• [Your instructions]
From the post below about Eurovision and Twitter, retype everything from "Eurovision is a" down to "reciprocate with Ireland)." without any changes.

I found that this year's Eurovision Song Contest was infinitely
improved by Twitter. Following the right hashtag meant great
entertainment for all concerned! In this instance - #twumpet - created
by Father Ted and IT Crowd creator, Graham Linehan.

In fact - any big live TV moment's improved with Twitter. Awards
ceremonies for example.

Eurovision is a strange thing that even us Brits claim not to take
seriously - but sort of get upset if we don't do well. We finished in
the top 5 this year, so that improved on recent performances. They
also changed the judging criteria so that it wasn't just a thoroughly
partisan phone vote (lots of "young" eastern European states all vote
for one another - whereas we only reciprocate with Ireland).

[Recorded data]
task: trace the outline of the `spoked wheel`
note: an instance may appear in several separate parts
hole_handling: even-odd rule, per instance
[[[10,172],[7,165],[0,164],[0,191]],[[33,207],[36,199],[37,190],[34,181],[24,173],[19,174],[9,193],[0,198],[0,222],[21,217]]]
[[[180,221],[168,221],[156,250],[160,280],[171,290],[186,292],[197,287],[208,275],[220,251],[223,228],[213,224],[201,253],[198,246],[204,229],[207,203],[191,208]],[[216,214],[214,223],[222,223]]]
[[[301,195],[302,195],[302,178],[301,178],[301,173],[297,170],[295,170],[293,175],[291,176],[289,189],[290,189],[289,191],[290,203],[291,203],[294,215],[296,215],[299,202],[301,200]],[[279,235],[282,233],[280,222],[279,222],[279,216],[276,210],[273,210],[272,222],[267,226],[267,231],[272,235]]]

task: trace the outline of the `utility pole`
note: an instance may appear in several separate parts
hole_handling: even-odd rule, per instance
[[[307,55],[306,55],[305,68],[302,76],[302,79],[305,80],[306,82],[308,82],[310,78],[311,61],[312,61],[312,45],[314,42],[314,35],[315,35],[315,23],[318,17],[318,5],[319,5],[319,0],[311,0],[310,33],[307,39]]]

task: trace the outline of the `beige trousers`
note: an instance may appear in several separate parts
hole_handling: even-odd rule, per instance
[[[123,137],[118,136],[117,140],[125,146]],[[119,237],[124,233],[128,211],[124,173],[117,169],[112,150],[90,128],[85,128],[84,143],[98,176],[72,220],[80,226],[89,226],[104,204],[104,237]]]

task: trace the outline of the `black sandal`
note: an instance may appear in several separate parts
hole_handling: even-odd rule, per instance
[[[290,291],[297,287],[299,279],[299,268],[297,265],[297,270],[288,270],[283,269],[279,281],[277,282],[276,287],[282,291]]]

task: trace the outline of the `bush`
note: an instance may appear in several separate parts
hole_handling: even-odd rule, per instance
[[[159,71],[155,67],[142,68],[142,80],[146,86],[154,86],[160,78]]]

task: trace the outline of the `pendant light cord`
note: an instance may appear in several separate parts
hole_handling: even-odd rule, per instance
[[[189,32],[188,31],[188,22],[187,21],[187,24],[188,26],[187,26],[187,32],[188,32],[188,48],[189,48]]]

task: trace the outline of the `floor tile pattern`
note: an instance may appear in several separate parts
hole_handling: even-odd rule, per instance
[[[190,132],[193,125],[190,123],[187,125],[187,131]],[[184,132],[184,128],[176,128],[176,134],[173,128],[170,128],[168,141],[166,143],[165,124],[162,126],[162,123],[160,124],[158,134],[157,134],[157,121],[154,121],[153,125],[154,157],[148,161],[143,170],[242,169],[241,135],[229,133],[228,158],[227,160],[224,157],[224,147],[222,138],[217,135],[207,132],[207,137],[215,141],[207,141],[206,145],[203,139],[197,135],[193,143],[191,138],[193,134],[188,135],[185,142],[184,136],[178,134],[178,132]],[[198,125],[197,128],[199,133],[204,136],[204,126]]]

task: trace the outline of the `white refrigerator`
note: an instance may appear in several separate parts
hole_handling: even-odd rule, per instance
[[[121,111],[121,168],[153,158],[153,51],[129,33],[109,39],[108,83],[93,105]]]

---

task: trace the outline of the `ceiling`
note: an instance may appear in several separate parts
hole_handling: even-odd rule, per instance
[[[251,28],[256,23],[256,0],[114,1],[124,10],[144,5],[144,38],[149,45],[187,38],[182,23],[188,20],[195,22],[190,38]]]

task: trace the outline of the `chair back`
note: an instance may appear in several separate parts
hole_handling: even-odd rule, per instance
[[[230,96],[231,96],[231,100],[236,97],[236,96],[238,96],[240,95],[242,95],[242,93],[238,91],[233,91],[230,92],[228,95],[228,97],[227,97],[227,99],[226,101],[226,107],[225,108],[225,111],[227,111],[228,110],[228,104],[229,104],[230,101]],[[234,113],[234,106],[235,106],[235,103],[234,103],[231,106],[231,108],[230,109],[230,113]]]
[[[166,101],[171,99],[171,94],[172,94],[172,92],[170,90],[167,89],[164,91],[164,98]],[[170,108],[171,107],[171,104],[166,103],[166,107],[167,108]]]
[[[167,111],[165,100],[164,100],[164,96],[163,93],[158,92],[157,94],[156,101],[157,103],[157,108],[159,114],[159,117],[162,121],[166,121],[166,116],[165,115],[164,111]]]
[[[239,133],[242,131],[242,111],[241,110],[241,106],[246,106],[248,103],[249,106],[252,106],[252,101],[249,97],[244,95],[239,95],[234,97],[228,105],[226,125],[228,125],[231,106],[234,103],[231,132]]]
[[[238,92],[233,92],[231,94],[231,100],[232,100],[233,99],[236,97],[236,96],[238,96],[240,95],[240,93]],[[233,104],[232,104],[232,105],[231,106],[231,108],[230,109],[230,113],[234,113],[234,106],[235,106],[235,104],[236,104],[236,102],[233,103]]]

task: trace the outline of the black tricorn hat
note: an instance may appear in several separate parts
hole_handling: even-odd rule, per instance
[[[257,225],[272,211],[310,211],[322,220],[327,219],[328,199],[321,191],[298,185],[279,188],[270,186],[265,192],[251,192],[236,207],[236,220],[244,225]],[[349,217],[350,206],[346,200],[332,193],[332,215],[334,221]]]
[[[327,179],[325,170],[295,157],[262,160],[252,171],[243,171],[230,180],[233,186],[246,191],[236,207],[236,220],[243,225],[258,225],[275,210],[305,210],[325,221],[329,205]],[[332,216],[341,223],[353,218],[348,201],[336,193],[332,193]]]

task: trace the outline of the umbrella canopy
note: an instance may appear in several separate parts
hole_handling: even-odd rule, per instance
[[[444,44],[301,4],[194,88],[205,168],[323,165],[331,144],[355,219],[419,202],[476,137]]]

• [Exercise answer]
Eurovision is a strange thing that even us Brits claim not to take
seriously - but sort of get upset if we don't do well. We finished in
the top 5 this year, so that improved on recent performances. They
also changed the judging criteria so that it wasn't just a thoroughly
partisan phone vote (lots of "young" eastern European states all vote
for one another - whereas we only reciprocate with Ireland).